__What is being asked__: Write out, exactly and only, the lines that run from the top of the records to the line with "Target: stained glass window". Include both ends; exclude pictures.

***

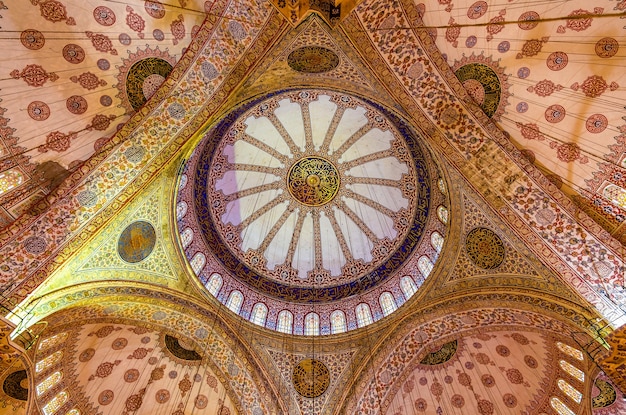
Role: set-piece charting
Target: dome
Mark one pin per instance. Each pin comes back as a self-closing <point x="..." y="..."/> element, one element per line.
<point x="314" y="204"/>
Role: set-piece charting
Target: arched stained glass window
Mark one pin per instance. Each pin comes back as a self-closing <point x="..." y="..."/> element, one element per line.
<point x="616" y="195"/>
<point x="571" y="351"/>
<point x="10" y="179"/>
<point x="436" y="241"/>
<point x="51" y="341"/>
<point x="572" y="370"/>
<point x="48" y="361"/>
<point x="442" y="213"/>
<point x="181" y="210"/>
<point x="442" y="186"/>
<point x="285" y="322"/>
<point x="183" y="182"/>
<point x="560" y="407"/>
<point x="387" y="303"/>
<point x="311" y="324"/>
<point x="408" y="286"/>
<point x="56" y="402"/>
<point x="186" y="237"/>
<point x="234" y="302"/>
<point x="214" y="284"/>
<point x="49" y="382"/>
<point x="198" y="262"/>
<point x="425" y="265"/>
<point x="338" y="322"/>
<point x="259" y="314"/>
<point x="570" y="391"/>
<point x="363" y="315"/>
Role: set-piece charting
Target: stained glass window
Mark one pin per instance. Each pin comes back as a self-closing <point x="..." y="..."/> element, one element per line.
<point x="181" y="210"/>
<point x="51" y="341"/>
<point x="10" y="179"/>
<point x="285" y="322"/>
<point x="363" y="315"/>
<point x="338" y="322"/>
<point x="56" y="402"/>
<point x="442" y="185"/>
<point x="198" y="262"/>
<point x="572" y="370"/>
<point x="259" y="314"/>
<point x="425" y="265"/>
<point x="437" y="241"/>
<point x="387" y="303"/>
<point x="570" y="391"/>
<point x="408" y="286"/>
<point x="235" y="300"/>
<point x="49" y="382"/>
<point x="183" y="181"/>
<point x="311" y="324"/>
<point x="45" y="363"/>
<point x="569" y="350"/>
<point x="186" y="237"/>
<point x="442" y="212"/>
<point x="616" y="195"/>
<point x="214" y="284"/>
<point x="560" y="407"/>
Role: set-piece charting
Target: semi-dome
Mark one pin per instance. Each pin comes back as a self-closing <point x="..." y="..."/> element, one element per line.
<point x="311" y="211"/>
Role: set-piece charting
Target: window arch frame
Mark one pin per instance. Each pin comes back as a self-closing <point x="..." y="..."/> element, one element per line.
<point x="284" y="327"/>
<point x="254" y="315"/>
<point x="364" y="317"/>
<point x="387" y="303"/>
<point x="231" y="303"/>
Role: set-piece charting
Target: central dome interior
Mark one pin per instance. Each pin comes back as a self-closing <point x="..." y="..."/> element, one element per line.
<point x="304" y="199"/>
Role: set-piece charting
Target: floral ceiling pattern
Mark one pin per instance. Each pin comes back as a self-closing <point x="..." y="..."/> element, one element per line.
<point x="73" y="73"/>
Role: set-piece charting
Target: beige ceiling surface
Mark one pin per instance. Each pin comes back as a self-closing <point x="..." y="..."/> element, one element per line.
<point x="560" y="66"/>
<point x="72" y="74"/>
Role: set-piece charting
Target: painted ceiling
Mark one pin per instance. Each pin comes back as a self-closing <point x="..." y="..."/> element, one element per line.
<point x="518" y="107"/>
<point x="550" y="75"/>
<point x="73" y="74"/>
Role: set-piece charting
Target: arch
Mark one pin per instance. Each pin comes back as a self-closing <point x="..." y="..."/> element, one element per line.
<point x="259" y="314"/>
<point x="312" y="324"/>
<point x="436" y="240"/>
<point x="285" y="322"/>
<point x="186" y="237"/>
<point x="181" y="210"/>
<point x="338" y="322"/>
<point x="363" y="315"/>
<point x="442" y="214"/>
<point x="408" y="286"/>
<point x="198" y="262"/>
<point x="214" y="284"/>
<point x="387" y="303"/>
<point x="425" y="265"/>
<point x="234" y="302"/>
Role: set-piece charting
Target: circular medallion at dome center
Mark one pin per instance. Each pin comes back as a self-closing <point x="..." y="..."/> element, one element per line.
<point x="313" y="181"/>
<point x="309" y="196"/>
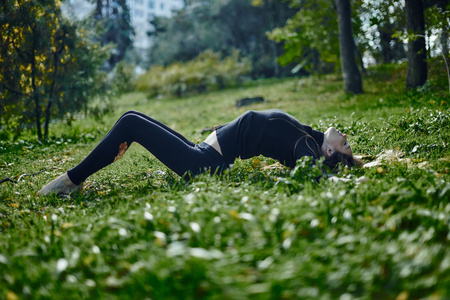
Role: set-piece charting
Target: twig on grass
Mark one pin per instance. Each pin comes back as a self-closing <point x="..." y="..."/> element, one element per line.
<point x="8" y="179"/>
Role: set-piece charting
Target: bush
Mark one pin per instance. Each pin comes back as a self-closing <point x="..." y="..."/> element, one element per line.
<point x="207" y="72"/>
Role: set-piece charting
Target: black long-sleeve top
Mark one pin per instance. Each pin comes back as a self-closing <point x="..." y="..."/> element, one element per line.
<point x="272" y="133"/>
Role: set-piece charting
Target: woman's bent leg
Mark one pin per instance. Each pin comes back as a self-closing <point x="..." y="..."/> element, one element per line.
<point x="171" y="148"/>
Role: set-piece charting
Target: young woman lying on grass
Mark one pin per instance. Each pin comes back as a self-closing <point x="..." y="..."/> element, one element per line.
<point x="272" y="133"/>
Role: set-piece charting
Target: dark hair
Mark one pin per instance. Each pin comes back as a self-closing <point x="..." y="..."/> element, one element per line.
<point x="339" y="158"/>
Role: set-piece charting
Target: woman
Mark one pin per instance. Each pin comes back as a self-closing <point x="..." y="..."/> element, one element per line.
<point x="272" y="133"/>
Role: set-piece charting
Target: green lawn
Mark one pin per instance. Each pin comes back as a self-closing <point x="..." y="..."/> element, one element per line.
<point x="138" y="231"/>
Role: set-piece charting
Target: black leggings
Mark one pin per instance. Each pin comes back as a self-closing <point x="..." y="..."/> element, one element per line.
<point x="171" y="148"/>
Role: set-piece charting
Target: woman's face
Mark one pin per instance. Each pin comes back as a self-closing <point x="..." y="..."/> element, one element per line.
<point x="337" y="141"/>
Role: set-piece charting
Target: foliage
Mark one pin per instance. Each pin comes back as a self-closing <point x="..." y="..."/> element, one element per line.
<point x="310" y="37"/>
<point x="207" y="72"/>
<point x="48" y="66"/>
<point x="221" y="26"/>
<point x="113" y="18"/>
<point x="123" y="78"/>
<point x="138" y="231"/>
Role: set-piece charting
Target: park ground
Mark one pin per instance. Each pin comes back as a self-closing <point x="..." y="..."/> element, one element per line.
<point x="137" y="231"/>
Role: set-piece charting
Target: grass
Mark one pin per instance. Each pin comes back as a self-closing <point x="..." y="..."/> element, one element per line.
<point x="138" y="231"/>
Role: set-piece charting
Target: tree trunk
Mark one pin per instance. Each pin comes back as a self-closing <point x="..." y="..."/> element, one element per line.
<point x="350" y="71"/>
<point x="444" y="35"/>
<point x="35" y="92"/>
<point x="417" y="52"/>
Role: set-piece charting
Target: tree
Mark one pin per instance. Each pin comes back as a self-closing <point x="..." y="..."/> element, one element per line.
<point x="417" y="53"/>
<point x="386" y="19"/>
<point x="48" y="66"/>
<point x="114" y="18"/>
<point x="310" y="37"/>
<point x="350" y="71"/>
<point x="221" y="26"/>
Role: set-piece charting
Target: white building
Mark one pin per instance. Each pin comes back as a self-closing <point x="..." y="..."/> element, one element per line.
<point x="141" y="12"/>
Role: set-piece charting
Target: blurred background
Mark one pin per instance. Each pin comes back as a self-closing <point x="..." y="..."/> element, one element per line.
<point x="64" y="57"/>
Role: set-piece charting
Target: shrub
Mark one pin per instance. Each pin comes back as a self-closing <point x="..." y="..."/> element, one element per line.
<point x="207" y="72"/>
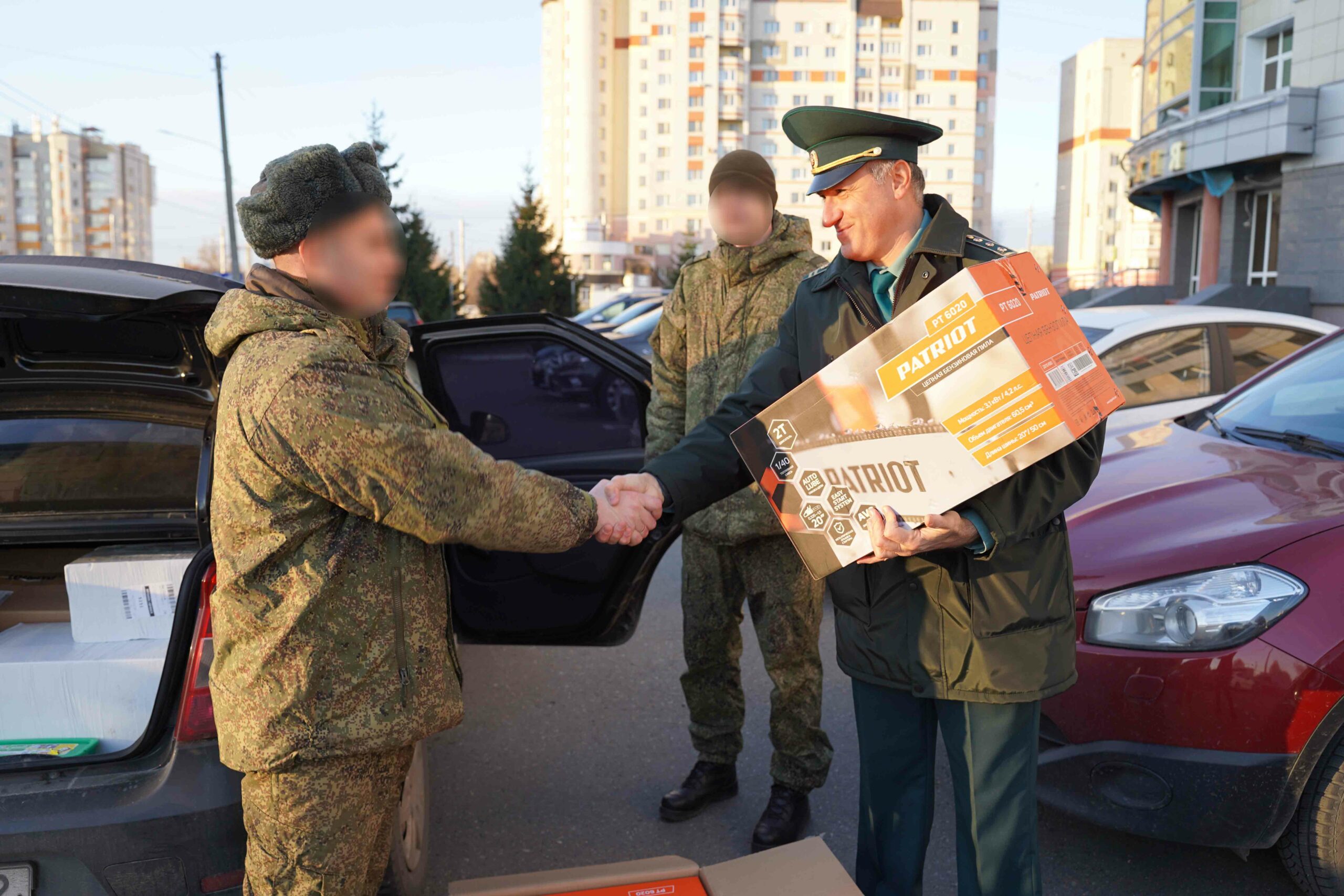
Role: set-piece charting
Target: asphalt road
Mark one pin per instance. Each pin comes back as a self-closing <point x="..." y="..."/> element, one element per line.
<point x="565" y="753"/>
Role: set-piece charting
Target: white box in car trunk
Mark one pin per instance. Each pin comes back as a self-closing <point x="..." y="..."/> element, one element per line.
<point x="53" y="687"/>
<point x="125" y="592"/>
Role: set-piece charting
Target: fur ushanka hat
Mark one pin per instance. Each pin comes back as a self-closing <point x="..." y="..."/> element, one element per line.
<point x="296" y="187"/>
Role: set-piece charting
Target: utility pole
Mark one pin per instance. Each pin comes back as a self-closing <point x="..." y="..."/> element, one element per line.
<point x="229" y="175"/>
<point x="461" y="260"/>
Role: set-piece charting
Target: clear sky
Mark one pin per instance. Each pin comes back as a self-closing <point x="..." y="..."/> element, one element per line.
<point x="459" y="81"/>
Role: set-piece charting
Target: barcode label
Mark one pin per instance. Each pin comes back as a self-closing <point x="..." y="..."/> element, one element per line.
<point x="150" y="601"/>
<point x="1065" y="374"/>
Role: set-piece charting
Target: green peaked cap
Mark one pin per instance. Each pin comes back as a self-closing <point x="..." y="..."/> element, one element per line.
<point x="841" y="141"/>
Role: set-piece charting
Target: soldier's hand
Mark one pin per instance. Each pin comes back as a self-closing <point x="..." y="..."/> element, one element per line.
<point x="627" y="523"/>
<point x="941" y="531"/>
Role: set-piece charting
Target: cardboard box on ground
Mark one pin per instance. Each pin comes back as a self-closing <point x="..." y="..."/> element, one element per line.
<point x="82" y="659"/>
<point x="805" y="868"/>
<point x="975" y="382"/>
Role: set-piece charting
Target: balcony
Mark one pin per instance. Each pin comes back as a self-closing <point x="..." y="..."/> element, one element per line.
<point x="1270" y="125"/>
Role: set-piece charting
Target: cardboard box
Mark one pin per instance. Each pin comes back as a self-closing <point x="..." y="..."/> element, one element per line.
<point x="979" y="379"/>
<point x="123" y="593"/>
<point x="805" y="868"/>
<point x="53" y="687"/>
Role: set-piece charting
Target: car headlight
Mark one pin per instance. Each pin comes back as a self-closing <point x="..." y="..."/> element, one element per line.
<point x="1198" y="612"/>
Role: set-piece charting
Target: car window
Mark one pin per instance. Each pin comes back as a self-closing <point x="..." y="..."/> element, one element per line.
<point x="543" y="397"/>
<point x="1254" y="349"/>
<point x="1162" y="367"/>
<point x="635" y="311"/>
<point x="85" y="465"/>
<point x="1306" y="397"/>
<point x="642" y="325"/>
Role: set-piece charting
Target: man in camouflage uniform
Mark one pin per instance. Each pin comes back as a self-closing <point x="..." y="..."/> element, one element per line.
<point x="335" y="486"/>
<point x="722" y="315"/>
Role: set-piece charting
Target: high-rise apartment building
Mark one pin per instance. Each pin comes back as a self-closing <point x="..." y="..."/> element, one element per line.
<point x="642" y="97"/>
<point x="1241" y="150"/>
<point x="1100" y="237"/>
<point x="71" y="194"/>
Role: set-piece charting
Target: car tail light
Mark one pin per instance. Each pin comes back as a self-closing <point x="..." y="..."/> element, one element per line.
<point x="197" y="716"/>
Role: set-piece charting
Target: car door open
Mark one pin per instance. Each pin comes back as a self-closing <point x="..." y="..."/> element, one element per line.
<point x="553" y="397"/>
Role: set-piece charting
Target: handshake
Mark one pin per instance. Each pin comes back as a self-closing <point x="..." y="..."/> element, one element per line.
<point x="628" y="508"/>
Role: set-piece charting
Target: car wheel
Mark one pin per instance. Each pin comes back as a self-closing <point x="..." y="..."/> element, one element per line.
<point x="409" y="852"/>
<point x="1312" y="848"/>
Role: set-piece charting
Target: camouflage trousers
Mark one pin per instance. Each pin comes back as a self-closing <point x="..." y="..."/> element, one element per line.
<point x="322" y="828"/>
<point x="785" y="606"/>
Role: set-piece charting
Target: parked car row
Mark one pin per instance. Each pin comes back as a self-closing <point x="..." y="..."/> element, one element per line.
<point x="1210" y="613"/>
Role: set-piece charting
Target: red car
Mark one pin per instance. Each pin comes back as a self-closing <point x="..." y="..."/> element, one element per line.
<point x="1209" y="561"/>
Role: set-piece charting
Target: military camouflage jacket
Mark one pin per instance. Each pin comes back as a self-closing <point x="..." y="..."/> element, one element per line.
<point x="335" y="484"/>
<point x="722" y="316"/>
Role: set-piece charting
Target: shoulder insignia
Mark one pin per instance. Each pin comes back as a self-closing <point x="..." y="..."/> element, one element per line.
<point x="988" y="244"/>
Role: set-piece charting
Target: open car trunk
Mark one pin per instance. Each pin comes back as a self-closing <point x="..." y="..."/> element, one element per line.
<point x="107" y="402"/>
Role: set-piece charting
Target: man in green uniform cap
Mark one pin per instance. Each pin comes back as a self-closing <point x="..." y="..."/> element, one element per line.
<point x="963" y="625"/>
<point x="722" y="315"/>
<point x="335" y="486"/>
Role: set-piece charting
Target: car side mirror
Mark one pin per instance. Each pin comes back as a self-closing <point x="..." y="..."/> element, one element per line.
<point x="487" y="429"/>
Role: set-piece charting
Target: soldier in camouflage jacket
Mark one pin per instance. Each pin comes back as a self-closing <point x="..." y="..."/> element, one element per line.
<point x="335" y="486"/>
<point x="723" y="313"/>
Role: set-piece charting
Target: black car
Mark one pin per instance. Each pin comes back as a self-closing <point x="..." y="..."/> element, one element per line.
<point x="107" y="404"/>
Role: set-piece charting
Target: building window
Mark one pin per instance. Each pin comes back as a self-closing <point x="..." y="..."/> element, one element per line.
<point x="1217" y="56"/>
<point x="1278" y="61"/>
<point x="1264" y="263"/>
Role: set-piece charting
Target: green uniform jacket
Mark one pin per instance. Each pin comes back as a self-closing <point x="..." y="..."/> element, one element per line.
<point x="723" y="313"/>
<point x="335" y="484"/>
<point x="996" y="628"/>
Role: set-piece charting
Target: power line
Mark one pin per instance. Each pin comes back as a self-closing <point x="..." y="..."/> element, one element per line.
<point x="160" y="201"/>
<point x="99" y="62"/>
<point x="30" y="97"/>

***

__Completed task__:
Role: set-piece charting
Target: dome
Mark one pin per instance. Each pin comes back as a self-closing <point x="..." y="..."/> element, one element per line.
<point x="314" y="204"/>
Role: set-piece charting
Target: arched stained glass window
Mark one pin per instance. Each pin comes back as a self-closing <point x="..." y="..."/> element, one element per line.
<point x="616" y="195"/>
<point x="571" y="351"/>
<point x="10" y="179"/>
<point x="436" y="241"/>
<point x="51" y="341"/>
<point x="572" y="370"/>
<point x="48" y="361"/>
<point x="442" y="213"/>
<point x="181" y="210"/>
<point x="442" y="186"/>
<point x="285" y="322"/>
<point x="183" y="182"/>
<point x="560" y="407"/>
<point x="387" y="303"/>
<point x="311" y="324"/>
<point x="408" y="286"/>
<point x="56" y="402"/>
<point x="186" y="237"/>
<point x="234" y="302"/>
<point x="214" y="284"/>
<point x="49" y="382"/>
<point x="198" y="262"/>
<point x="425" y="265"/>
<point x="338" y="322"/>
<point x="259" y="314"/>
<point x="570" y="391"/>
<point x="363" y="315"/>
Role: set-piece charting
Target: stained glass window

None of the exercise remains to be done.